» PROBLEM DETAILS: Quote the lines below verbatim, from the first line up to and including the line with "x=169, y=137". Give only those lines.

» EXTRACTED RECORDS:
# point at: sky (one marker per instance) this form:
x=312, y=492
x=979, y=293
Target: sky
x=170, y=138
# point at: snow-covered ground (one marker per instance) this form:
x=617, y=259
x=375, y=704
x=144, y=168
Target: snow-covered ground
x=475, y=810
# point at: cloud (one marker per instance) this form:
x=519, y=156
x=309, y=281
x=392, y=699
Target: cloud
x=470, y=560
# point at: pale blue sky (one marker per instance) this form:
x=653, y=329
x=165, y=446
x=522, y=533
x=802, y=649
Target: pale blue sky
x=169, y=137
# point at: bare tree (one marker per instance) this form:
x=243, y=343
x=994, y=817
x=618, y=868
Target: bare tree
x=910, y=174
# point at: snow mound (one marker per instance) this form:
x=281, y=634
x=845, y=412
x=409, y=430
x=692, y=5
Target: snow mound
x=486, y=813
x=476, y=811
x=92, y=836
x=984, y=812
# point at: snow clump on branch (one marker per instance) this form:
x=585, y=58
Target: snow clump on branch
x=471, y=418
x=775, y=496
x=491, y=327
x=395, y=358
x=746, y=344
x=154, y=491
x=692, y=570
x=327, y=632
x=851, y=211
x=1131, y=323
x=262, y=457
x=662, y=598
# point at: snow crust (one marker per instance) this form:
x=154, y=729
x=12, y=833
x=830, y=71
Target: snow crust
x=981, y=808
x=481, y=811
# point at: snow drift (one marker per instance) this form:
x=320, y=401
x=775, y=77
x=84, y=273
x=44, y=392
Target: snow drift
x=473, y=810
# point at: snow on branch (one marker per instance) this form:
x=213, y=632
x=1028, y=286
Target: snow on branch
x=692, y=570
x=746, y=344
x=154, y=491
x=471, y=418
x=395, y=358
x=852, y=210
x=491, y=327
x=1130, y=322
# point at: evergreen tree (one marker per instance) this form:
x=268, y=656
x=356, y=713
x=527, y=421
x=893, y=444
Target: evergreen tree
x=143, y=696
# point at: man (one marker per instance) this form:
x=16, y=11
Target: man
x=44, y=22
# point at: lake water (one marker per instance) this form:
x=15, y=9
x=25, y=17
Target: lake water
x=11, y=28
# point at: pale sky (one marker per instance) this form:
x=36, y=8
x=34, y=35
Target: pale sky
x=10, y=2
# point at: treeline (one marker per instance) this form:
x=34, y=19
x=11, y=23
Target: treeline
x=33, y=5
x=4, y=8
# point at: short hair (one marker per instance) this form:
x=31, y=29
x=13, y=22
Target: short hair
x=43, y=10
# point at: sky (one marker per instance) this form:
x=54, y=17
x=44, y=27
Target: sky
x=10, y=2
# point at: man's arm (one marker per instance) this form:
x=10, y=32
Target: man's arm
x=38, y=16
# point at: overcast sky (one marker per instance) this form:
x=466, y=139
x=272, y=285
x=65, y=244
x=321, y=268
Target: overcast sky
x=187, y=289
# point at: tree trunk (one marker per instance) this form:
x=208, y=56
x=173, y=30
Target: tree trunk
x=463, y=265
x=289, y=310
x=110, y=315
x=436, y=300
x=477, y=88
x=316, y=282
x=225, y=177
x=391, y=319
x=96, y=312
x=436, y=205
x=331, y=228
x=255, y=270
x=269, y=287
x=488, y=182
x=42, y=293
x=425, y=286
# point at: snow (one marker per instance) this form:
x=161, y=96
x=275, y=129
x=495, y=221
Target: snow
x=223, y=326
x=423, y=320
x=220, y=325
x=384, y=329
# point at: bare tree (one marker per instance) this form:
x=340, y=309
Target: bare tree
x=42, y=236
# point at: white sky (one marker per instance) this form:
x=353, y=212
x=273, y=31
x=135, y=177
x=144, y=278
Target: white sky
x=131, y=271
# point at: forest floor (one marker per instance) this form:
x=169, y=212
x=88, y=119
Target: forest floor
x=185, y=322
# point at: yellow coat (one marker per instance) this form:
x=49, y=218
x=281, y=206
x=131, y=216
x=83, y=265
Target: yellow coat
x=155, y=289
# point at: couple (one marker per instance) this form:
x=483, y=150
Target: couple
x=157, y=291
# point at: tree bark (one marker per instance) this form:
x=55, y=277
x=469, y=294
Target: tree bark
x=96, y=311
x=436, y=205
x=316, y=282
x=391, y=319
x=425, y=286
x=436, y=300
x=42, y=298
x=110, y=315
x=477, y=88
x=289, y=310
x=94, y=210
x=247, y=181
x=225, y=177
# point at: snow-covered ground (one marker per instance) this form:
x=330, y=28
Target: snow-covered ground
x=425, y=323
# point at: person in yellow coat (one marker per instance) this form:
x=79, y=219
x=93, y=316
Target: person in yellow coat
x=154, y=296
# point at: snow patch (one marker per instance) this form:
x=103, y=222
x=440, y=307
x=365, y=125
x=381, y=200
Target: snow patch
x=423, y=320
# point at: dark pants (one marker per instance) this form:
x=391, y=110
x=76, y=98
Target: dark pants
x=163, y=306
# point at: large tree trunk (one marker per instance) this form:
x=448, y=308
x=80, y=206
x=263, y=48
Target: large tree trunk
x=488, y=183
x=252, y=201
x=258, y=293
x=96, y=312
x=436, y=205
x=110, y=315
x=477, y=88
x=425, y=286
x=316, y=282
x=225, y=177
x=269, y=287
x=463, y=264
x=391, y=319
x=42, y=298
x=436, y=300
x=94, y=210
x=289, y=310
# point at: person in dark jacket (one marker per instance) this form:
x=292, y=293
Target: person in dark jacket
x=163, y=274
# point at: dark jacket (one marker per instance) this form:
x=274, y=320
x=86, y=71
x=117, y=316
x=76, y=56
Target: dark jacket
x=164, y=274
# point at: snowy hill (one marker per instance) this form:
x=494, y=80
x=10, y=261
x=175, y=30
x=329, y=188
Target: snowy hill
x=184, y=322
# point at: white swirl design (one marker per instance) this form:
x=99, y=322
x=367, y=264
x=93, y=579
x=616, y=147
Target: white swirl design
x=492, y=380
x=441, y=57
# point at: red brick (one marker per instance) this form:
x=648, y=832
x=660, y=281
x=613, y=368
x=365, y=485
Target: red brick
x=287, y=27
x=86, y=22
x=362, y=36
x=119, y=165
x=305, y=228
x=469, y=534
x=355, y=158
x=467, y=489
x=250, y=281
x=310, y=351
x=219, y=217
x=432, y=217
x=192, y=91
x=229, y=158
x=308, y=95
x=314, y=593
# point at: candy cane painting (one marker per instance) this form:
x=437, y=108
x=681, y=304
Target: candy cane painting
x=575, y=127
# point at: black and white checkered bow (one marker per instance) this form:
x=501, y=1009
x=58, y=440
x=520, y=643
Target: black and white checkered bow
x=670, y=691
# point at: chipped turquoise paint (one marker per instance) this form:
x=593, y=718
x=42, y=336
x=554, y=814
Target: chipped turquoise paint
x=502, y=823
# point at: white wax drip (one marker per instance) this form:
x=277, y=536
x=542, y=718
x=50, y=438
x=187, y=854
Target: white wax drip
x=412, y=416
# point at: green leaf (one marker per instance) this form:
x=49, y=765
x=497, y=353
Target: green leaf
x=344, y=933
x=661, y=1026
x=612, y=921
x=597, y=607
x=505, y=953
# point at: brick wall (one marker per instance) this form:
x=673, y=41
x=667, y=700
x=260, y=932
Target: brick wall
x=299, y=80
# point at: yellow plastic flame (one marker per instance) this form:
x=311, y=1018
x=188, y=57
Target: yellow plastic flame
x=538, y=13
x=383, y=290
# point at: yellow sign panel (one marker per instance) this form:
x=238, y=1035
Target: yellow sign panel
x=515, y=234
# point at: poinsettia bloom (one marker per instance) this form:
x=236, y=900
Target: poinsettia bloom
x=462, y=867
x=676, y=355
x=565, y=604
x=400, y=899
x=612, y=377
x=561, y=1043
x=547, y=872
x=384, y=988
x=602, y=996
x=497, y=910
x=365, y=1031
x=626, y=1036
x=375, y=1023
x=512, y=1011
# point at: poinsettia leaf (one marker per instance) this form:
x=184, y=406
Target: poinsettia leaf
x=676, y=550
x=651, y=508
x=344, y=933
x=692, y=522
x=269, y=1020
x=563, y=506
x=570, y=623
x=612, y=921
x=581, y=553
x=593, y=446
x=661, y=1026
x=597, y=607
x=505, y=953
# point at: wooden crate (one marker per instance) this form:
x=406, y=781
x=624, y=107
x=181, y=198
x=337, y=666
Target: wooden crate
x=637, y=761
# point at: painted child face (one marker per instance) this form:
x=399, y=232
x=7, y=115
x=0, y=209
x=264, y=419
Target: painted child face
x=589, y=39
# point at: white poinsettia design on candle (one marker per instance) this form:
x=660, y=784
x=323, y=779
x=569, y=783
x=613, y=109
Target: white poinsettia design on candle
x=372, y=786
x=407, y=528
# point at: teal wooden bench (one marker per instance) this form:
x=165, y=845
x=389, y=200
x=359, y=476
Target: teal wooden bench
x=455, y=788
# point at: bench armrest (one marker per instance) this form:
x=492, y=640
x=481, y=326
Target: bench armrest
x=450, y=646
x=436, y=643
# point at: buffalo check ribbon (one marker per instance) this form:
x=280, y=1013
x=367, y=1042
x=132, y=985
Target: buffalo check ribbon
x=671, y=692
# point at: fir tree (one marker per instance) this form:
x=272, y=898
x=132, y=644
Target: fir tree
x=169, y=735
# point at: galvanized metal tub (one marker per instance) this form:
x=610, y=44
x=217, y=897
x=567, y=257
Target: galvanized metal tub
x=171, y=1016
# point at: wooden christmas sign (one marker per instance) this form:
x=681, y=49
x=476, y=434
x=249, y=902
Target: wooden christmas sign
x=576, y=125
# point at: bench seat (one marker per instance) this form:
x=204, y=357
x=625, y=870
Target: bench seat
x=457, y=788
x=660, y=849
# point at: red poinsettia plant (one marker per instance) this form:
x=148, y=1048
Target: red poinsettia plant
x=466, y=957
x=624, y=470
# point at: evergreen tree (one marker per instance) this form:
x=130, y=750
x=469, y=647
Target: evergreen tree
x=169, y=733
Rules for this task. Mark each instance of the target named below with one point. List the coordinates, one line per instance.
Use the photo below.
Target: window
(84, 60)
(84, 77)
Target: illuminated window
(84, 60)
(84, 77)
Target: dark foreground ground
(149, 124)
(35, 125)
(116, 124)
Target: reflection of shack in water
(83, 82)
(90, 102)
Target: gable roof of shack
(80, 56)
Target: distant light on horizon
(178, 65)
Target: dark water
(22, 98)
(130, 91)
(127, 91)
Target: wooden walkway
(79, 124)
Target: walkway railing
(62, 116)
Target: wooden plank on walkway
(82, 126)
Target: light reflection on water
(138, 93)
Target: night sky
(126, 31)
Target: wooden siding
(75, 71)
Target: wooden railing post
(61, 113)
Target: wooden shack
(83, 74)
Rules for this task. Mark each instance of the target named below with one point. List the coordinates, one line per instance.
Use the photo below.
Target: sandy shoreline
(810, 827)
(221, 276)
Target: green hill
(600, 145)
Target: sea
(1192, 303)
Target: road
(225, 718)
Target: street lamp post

» EXERCISE RESULT:
# point at: sky (one marker per instance) this form:
x=312, y=492
x=979, y=293
Target: sky
x=170, y=138
# point at: snow-covered ground (one marker per instance) this form:
x=617, y=259
x=375, y=704
x=144, y=168
Target: snow-covered ground
x=475, y=810
# point at: cloud (one marker per instance) this form:
x=519, y=156
x=309, y=281
x=392, y=699
Target: cloud
x=470, y=560
# point at: pale blue sky (one marker per instance) this form:
x=653, y=329
x=165, y=446
x=522, y=533
x=802, y=649
Target: pale blue sky
x=169, y=137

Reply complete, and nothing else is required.